● Task requirements: Starting at the line that contains "e.g. [[273, 206]]", repeat each line exactly until the records end, keeping both the first and the last.

● Supplied records:
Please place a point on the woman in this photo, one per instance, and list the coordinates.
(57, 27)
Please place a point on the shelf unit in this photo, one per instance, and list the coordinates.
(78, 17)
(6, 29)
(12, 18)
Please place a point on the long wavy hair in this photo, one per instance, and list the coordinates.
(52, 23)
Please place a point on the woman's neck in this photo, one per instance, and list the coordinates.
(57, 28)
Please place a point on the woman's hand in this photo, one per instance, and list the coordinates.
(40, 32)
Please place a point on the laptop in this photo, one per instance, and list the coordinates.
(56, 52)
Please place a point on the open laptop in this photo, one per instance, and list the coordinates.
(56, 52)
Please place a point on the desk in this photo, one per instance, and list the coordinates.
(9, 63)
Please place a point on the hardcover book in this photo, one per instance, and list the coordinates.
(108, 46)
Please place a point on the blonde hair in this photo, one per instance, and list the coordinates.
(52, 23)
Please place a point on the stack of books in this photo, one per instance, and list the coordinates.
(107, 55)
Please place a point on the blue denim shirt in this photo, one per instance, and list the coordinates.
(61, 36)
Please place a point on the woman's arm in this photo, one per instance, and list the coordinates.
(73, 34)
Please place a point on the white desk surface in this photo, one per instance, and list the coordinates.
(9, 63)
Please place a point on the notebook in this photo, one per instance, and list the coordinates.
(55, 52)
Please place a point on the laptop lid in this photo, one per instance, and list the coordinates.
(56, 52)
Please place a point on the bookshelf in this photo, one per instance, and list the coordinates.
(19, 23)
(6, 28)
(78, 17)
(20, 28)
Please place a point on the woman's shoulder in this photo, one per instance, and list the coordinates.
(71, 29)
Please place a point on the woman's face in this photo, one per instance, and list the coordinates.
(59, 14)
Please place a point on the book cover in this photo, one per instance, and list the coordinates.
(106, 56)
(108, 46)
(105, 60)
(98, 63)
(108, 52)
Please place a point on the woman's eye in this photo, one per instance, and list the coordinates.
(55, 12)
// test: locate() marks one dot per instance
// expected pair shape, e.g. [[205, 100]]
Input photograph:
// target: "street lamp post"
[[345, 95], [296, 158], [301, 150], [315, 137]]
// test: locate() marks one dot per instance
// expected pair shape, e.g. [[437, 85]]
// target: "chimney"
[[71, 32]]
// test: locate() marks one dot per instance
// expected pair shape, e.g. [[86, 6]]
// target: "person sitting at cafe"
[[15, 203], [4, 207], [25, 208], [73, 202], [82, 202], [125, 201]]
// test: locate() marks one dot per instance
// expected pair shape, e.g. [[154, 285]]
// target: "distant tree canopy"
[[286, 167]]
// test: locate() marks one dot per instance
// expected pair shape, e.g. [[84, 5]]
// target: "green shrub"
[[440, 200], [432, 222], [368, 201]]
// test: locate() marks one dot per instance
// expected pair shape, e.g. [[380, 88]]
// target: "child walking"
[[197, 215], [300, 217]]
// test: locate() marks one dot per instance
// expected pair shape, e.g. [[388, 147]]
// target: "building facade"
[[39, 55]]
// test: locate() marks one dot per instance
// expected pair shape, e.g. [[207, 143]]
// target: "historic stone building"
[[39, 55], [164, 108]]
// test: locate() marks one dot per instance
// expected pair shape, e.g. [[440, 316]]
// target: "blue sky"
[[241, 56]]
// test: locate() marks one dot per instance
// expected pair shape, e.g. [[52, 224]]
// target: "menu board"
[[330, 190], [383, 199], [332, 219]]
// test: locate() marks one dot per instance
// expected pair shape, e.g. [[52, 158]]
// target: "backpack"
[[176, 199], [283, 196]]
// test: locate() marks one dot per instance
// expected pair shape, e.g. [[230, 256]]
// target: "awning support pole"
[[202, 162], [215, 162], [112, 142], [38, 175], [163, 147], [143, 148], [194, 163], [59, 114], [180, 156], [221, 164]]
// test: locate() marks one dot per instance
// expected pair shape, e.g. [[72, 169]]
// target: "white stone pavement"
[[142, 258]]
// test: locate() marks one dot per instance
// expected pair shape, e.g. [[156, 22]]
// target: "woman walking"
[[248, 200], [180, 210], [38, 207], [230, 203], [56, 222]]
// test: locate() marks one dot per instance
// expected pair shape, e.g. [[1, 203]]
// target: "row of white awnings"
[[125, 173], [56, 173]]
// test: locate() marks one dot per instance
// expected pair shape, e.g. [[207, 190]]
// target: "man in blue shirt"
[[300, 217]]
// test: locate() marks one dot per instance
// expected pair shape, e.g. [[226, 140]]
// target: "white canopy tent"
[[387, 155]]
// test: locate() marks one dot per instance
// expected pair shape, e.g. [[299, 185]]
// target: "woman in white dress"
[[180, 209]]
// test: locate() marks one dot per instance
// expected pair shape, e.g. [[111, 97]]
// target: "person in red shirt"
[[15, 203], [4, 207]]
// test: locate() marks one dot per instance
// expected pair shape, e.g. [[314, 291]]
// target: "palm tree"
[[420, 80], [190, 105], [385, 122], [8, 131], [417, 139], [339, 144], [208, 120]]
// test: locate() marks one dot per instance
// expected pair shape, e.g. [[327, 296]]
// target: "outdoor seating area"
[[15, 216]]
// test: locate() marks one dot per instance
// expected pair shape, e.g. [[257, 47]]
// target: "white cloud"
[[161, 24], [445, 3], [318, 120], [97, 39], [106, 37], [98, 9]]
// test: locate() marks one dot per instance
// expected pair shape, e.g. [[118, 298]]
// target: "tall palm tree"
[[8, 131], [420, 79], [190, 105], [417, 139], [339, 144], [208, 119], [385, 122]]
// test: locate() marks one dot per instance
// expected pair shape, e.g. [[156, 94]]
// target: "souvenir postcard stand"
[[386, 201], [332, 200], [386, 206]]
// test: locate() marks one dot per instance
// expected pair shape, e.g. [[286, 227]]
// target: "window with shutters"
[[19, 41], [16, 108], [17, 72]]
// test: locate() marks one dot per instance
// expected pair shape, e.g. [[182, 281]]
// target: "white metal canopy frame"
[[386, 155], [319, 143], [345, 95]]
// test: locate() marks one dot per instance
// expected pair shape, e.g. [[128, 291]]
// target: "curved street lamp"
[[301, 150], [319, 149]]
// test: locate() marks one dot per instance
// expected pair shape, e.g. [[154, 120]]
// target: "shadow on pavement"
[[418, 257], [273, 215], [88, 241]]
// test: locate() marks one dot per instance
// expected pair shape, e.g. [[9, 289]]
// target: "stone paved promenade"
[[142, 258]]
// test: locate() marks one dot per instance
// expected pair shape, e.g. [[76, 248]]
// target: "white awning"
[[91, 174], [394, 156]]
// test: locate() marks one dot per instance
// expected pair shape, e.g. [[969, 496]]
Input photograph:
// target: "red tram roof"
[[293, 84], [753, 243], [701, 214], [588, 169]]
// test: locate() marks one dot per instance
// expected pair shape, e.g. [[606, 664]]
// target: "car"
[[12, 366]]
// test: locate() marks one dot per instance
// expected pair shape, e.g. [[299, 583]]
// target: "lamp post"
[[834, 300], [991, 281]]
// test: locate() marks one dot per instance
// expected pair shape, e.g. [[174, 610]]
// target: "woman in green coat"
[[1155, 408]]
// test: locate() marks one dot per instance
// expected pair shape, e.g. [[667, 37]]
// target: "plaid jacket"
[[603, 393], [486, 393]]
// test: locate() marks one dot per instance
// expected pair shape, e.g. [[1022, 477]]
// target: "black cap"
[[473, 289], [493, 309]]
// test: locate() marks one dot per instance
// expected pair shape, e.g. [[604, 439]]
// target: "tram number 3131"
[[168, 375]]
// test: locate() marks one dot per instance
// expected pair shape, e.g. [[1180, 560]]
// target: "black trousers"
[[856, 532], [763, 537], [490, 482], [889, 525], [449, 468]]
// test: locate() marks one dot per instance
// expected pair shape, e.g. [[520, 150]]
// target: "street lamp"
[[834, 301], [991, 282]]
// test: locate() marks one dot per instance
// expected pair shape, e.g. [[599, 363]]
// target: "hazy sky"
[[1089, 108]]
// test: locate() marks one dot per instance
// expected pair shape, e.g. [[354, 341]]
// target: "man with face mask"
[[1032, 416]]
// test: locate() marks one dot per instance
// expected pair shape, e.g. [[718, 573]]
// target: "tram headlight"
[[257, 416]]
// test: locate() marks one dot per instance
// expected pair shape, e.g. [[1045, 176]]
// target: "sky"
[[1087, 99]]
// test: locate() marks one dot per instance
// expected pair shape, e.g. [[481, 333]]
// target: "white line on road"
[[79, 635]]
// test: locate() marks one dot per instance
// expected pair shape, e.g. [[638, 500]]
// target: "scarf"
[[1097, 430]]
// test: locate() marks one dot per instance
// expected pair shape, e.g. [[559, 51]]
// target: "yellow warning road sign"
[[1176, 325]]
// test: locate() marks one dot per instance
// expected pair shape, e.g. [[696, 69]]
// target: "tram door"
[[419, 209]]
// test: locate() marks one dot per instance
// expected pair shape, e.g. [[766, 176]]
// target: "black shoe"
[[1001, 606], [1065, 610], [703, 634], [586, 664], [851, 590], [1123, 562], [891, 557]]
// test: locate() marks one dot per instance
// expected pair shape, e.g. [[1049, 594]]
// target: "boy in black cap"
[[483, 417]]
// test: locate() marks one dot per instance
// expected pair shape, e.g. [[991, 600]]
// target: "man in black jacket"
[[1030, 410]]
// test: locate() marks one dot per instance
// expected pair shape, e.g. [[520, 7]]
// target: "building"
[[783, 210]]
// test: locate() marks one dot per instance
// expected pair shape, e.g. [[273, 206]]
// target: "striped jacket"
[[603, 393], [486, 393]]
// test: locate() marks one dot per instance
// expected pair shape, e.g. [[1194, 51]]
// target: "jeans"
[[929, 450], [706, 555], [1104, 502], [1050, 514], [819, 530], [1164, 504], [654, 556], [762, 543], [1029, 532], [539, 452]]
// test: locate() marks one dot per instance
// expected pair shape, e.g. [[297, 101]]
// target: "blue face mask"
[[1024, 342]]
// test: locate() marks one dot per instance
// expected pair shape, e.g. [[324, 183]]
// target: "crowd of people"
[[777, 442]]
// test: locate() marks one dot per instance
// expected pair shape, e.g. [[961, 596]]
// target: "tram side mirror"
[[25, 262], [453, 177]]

● Exercise output:
// expected pair shape, e.g. [[273, 206]]
// target: "striped jacket"
[[603, 393], [486, 393]]
// test: locate() marks one dot per instance
// expected pair shape, e.g. [[1194, 51]]
// target: "jeans"
[[929, 450], [706, 555], [1104, 502], [1050, 514], [819, 530], [1164, 504], [654, 556], [762, 543], [1029, 532], [539, 452]]
// test: locate() marks one dot per instance
// expected pair shape, e.g. [[297, 101]]
// target: "blue face mask"
[[1024, 342]]
// test: locate() marks one dot per instance
// expected pair shape, e.g. [[324, 183]]
// target: "crowd of people"
[[777, 442]]
// test: locate() marks one dot per instance
// expected pair shape, e.g. [[961, 596]]
// target: "tram side mirror"
[[25, 262], [453, 177]]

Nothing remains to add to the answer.